- [TEXT SHOWN]:
# # # # # # #

Late one night, Randy knocked on my door. He said he was not sure why he came, other than the Lord placed me on his heart. He hardly said anything else to me. I was hysterical; Randy was quiet. Though it was 1988, I am still comforted by his presence that night.
Too often, in our effort to relate to others, we begin telling them our stories. While there can be a place for connecting to another person with your life’s narrative, it is more important to dive into his or her story, listening to the other person’s suffering, whatever it may be. Sometimes you will hear this when people say, “I know how you feel,” and they launch into their experiences.
The truth is, the comforter does not know how you feel—not precisely. Personal suffering is unique to each person, and the Lord relates to each of His children uniquely. It is not possible to accurately know how they feel because there are too many variables. The more important thing to do is find out how they think. As appropriate, and when the time is right, begin to draw the hurting person out.
Try to understand how the Lord may be relating to them. Listen to their suffering. There is a lot to learn. Guard your heart against mapping your experience over his or her experience. If you do not guard your tongue, you may begin to give tips that worked for you while missing the things the Lord wants the other person to hear and do.
Nobody suffers perfectly. While Randy was in my home, I walked around my house, slamming my fist against the walls. When I found out my wife had committed adultery, nobody could console me. My heart was bursting as the most profound human trust in my life was shattered. Randy discerned this, and he gave me space and time to be imperfect.
Giving imperfect people room to wobble can be wise. Expecting them to respond with Christlikeness is expecting too much and can burden them to be what they can never be at that moment. I am not making a case for allowing a person to sin, but it may be possible for you to overlook what they are doing, especially if it is an episode rather than a pattern.
That horrible night was a unique one for me. It has been many years since that, and I have yet to walk through my house again, beating my fist into the walls. Be discerning with your friends.
Hopefully, you will have the opportunity to begin realigning their theology. If you know them well and are not planning on popping in and popping off, give them sound Bible wisdom like Romans 8:28. The Lord is sovereign, and He is working good in their lives. More than likely, your friend will know this, though he may not have this at the top of his mind at the moment.
Rather than trying to come up with some new truth, it would be wiser to remind him of the old truth of the gospel. One of the most effective ways to connect with an individual is by speaking to his understanding and experience—to what he already knows. The Lord does not need to nuance in a new and different way. Be plain, clear, and simple.

# # # # # # #

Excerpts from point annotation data
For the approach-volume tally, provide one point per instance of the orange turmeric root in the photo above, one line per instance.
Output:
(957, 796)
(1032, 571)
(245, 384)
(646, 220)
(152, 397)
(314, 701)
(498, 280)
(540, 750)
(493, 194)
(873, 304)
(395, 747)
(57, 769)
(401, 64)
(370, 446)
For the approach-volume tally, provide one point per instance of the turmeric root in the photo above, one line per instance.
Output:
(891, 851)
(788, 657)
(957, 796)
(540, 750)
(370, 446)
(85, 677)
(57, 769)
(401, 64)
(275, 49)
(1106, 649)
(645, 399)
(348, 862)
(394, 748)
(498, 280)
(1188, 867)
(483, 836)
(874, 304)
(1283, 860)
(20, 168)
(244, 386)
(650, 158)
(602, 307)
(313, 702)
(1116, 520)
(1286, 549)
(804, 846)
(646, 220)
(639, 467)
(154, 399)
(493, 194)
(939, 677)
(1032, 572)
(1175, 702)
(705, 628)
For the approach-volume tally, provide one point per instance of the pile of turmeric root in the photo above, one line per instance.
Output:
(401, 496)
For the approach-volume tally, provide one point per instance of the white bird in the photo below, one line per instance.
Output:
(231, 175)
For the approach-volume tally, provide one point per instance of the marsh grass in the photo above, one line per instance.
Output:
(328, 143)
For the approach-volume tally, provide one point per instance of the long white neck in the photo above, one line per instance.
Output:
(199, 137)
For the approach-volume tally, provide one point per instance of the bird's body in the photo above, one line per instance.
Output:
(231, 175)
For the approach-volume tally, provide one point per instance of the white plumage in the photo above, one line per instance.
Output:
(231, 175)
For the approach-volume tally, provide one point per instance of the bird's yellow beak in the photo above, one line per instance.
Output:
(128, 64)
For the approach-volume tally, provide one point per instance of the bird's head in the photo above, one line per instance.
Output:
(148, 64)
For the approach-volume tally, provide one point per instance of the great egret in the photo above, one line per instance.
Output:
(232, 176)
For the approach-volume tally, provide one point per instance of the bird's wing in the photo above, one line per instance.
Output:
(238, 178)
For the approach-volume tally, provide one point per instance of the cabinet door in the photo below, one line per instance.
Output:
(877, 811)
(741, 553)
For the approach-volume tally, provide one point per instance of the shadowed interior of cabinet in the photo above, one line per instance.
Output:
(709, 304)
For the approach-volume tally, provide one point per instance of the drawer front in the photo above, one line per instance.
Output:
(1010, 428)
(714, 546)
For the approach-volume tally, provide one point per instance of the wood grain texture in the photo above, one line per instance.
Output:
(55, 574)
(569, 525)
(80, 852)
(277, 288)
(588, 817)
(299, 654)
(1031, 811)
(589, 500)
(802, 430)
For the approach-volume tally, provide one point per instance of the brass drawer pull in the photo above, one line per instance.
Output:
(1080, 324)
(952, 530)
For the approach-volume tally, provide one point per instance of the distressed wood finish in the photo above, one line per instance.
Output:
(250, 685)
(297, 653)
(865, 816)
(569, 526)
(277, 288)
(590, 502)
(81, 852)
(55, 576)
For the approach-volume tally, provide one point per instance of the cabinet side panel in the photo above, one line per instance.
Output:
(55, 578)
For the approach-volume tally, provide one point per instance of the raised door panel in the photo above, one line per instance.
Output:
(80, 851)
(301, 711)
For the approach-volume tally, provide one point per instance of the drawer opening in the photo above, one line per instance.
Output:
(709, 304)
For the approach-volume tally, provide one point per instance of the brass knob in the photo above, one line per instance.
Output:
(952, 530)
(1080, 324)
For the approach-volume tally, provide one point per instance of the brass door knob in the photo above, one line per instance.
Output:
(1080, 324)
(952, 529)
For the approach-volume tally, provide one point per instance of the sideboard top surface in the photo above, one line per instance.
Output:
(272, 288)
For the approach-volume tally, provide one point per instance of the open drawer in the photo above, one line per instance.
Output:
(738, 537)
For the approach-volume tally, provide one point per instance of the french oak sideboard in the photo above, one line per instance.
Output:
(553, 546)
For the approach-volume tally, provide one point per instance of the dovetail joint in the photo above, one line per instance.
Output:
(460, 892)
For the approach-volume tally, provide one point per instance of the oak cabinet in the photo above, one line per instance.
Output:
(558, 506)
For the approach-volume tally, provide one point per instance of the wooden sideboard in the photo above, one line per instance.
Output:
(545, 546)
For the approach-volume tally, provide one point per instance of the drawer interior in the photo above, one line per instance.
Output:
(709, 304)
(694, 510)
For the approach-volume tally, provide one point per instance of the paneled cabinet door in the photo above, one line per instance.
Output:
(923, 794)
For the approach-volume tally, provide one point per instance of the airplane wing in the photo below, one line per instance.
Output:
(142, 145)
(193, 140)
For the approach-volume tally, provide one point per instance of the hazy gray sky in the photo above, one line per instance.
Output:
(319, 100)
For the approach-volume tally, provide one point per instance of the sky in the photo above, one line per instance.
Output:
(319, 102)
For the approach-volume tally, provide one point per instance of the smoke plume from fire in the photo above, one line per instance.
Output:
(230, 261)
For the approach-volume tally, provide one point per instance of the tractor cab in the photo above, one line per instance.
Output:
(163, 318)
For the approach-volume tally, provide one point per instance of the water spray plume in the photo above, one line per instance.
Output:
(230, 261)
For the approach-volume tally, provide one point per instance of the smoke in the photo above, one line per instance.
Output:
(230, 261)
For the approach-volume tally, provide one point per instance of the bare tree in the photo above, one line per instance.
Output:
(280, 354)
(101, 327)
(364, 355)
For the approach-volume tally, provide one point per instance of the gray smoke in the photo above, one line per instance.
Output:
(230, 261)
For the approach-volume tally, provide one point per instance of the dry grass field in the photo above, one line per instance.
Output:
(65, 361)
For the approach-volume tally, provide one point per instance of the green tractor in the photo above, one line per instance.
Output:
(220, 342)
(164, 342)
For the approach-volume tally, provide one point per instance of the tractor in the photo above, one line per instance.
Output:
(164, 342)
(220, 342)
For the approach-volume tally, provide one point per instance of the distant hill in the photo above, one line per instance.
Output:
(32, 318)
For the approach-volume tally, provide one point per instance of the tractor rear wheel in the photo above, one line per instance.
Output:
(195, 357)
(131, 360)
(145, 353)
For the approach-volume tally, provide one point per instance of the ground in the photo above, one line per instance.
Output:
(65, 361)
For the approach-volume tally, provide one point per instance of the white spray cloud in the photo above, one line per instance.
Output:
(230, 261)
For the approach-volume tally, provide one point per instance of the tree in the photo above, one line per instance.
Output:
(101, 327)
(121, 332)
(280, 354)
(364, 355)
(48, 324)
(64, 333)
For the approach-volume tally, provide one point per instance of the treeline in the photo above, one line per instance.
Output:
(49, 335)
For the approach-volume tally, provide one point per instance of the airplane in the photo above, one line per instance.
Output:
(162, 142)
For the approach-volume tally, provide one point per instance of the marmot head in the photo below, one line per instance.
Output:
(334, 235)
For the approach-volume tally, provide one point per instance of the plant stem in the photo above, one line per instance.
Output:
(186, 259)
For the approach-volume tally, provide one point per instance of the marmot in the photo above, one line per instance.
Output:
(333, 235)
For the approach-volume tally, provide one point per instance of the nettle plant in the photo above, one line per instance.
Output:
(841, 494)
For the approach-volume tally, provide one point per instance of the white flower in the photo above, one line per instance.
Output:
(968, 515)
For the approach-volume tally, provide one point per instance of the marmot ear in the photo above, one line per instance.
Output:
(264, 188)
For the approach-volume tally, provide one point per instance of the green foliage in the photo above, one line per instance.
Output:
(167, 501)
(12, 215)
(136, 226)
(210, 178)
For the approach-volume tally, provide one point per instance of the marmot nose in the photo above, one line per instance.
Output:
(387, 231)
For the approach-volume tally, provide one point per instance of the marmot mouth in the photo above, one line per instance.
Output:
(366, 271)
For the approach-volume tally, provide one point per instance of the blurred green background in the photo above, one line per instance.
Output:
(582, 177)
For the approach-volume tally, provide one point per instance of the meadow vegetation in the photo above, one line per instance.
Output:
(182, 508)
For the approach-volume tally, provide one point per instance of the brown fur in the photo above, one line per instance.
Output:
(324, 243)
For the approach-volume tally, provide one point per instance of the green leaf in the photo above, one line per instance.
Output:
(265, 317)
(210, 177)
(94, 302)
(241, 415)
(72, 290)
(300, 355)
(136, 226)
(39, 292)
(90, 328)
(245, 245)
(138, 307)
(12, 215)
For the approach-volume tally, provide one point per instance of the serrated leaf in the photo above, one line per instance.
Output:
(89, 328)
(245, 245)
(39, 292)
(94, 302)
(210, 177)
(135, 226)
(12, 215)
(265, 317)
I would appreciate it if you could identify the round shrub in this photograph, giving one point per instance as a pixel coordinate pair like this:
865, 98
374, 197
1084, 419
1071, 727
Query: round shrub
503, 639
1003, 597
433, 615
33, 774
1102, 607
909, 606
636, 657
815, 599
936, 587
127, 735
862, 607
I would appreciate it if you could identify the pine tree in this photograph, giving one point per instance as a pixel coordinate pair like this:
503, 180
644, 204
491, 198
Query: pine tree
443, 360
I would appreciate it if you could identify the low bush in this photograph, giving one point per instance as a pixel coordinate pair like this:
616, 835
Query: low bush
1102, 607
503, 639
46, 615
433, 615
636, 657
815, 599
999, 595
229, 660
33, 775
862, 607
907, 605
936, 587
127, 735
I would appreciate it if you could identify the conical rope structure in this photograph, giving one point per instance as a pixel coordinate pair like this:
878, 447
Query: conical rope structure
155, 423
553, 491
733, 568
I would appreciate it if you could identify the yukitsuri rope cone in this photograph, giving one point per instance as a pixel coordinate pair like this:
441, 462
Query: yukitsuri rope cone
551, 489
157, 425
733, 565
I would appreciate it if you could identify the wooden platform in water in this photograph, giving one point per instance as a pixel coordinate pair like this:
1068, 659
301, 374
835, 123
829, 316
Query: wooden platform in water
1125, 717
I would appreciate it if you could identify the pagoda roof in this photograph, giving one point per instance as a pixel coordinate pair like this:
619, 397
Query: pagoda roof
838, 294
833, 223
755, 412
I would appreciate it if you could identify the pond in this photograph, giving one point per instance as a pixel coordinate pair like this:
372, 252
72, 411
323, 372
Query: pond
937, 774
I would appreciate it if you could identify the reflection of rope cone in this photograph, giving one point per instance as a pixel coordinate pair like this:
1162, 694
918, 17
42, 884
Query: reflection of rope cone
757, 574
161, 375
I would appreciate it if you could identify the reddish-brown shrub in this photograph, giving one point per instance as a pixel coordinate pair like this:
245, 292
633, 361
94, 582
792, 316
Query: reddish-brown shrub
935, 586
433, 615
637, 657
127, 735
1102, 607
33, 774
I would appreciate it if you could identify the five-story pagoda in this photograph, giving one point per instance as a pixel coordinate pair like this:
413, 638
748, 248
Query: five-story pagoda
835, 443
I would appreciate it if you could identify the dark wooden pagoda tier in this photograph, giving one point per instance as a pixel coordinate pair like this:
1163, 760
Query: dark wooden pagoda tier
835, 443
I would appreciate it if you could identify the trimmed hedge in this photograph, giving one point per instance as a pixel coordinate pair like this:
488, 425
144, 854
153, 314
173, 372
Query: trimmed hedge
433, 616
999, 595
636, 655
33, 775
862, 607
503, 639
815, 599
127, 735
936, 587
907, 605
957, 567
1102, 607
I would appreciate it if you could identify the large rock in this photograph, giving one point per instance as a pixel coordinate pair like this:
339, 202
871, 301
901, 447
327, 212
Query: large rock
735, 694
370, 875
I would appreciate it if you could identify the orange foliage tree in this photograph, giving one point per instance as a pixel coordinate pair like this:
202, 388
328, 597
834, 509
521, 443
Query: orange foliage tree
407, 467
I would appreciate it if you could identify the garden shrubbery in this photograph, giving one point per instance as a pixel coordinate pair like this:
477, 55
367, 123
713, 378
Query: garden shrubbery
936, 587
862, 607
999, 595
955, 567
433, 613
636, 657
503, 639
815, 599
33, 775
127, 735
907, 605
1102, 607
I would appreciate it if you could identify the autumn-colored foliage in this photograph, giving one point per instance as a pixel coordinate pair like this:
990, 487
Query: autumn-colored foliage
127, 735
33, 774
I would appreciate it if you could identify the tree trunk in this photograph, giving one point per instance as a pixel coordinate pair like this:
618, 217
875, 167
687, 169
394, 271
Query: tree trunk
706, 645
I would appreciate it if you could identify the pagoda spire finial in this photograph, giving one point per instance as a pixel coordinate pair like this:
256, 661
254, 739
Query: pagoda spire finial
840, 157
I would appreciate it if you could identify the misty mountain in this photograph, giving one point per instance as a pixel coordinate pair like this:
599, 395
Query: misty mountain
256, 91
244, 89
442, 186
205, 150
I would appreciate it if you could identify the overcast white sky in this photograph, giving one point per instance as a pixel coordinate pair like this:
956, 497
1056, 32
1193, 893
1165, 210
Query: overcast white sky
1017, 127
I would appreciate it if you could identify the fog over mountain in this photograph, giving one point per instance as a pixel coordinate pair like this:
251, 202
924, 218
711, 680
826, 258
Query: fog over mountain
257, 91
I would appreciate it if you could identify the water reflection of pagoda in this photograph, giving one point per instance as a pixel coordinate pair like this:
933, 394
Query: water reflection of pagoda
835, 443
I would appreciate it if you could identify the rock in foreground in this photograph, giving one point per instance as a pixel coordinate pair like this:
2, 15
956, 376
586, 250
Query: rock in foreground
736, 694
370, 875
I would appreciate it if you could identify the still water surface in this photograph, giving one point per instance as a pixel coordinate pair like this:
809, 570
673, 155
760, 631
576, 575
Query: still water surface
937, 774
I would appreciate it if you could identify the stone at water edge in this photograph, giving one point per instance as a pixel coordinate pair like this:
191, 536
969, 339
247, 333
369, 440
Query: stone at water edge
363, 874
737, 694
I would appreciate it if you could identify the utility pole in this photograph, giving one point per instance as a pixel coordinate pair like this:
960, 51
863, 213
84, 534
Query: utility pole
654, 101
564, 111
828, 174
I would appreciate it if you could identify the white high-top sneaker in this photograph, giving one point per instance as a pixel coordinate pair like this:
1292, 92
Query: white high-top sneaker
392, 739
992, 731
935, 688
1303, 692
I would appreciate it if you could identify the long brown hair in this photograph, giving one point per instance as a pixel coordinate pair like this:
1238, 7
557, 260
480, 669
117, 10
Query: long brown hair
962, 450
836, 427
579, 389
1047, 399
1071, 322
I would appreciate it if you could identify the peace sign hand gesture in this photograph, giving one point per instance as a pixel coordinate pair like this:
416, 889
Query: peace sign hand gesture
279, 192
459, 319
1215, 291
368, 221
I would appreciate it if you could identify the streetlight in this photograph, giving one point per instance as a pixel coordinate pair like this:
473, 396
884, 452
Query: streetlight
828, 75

# # # # # # #

- [TASKS TO CARRY OUT]:
[1] In the passage about comforting a suffering friend, list every sentence that opens with a command verb.
[2] Retype the passage about comforting a suffering friend, everything from "Nobody suffers perfectly." down to "with your friends.".
Rely only on the passage itself, not on the data.

- [REPLIES]:
[1]
Try to understand how the Lord may be relating to them.
Listen to their suffering.
Guard your heart against mapping your experience over his or her experience.
Be discerning with your friends.
Be plain, clear, and simple.

[2]
Nobody suffers perfectly. While Randy was in my home, I walked around my house, slamming my fist against the walls. When I found out my wife had committed adultery, nobody could console me. My heart was bursting as the most profound human trust in my life was shattered. Randy discerned this, and he gave me space and time to be imperfect.
Giving imperfect people room to wobble can be wise. Expecting them to respond with Christlikeness is expecting too much and can burden them to be what they can never be at that moment. I am not making a case for allowing a person to sin, but it may be possible for you to overlook what they are doing, especially if it is an episode rather than a pattern.
That horrible night was a unique one for me. It has been many years since that, and I have yet to walk through my house again, beating my fist into the walls. Be discerning with your friends.